SUPPLIED PASSAGE ->
Key is missing in locking fork.
Fender light cover is missing. Probably should be black.
Slide switch on top of the right tank half is missing but cutouts to mount it are there. Looks as if it was never installed as I don't see any marks on the paint for the two screws.
Paint is unbelievably good if not great original condition and will shine when waxed up.
Will have to get the fenders undented.
The old tires are melted and hard as a rock. Never seen that before.
The tiny patent decals are on the frame above the crank and lower part of the fork still.
There are two high rear fender holes, almost below the rear rack cats eye reflector, wondering what kind of reflector goes in there? See last picture.
Also, what kind of whitewall tires should I put on it? And also what kind of grips?
Photos taken at the original owners house. 
If anyone has a Kaufmann's catalog showing this bike please post it.
He has two copper plates wrapped on the frame below the chain guard with tapped holes and wiring, wonder what he had there.


----------



## saladshooter (Oct 15, 2019)

Fantastic! Congrats on a great bike!


----------



## barneyguey (Oct 15, 2019)

Wow! Beautiful!


----------



## Freqman1 (Oct 15, 2019)

Heck yea! Great score-cool colors. V/r Shawn


----------



## cyclingday (Oct 15, 2019)

HOLY SHI+!


----------



## cyclingday (Oct 15, 2019)

FANFRICKENTASTIC!


----------



## Rust_Trader (Oct 15, 2019)

Killer color combo!


----------



## cyclingday (Oct 15, 2019)

These typically had the 1-3/4” Schwinn scripted Stimsonite reflector in the hole by the lower fender brace.

GIVEN RECORDS ->
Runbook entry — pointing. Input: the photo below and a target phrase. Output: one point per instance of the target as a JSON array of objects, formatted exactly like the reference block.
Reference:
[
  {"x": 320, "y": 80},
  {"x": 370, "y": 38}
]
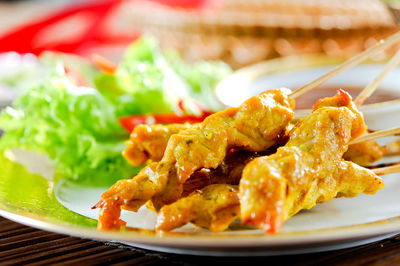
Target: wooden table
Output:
[{"x": 22, "y": 245}]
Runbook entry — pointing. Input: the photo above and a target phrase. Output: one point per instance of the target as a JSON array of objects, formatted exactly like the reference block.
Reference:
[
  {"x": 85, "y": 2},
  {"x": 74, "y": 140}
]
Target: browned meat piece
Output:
[
  {"x": 365, "y": 153},
  {"x": 149, "y": 142},
  {"x": 214, "y": 207}
]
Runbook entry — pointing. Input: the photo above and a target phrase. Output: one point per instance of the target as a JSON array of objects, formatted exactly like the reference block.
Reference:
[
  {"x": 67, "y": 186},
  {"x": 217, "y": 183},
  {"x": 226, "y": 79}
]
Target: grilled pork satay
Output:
[
  {"x": 149, "y": 142},
  {"x": 215, "y": 207},
  {"x": 229, "y": 172},
  {"x": 259, "y": 123},
  {"x": 271, "y": 184}
]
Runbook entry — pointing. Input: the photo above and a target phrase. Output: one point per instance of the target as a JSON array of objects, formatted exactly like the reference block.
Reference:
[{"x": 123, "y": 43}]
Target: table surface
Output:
[{"x": 22, "y": 245}]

INSTRUCTION -> Please pick up the forum thread about the old bicycle and continue it past its last post.

ANSWER TO THE TASK ->
Those upper holes look like they had a Whizzer type tail light.
That’s probably what the wires on the chainstay were for.
Most likely had a battery tube mounted down there.
The rack reflector on the 39/40 models was the type with the triple step aluminum bezel.


----------



## sarmisluters (Oct 15, 2019)

Congratulations on a find of the lifetime !
Heavens to Betsey !


----------



## cyclingday (Oct 15, 2019)

Is the other half of the tank missing?
Give that wood shop a good search for the light cover and that tank half.
They are probably on that property somewhere.


----------



## biker (Oct 15, 2019)

cyclingday said:


> These typically had the 1-3/4” Schwinn scripted Stimsonite reflector in the hole by the lower fender brace.
> Those upper holes look like they had a Whizzer type tail light.
> That’s probably what the wires on the chainstay were for.
> Most likely had a battery tube mounted down there.
> The rack reflector on the 39/40 models was the type with the triple step aluminum bezel.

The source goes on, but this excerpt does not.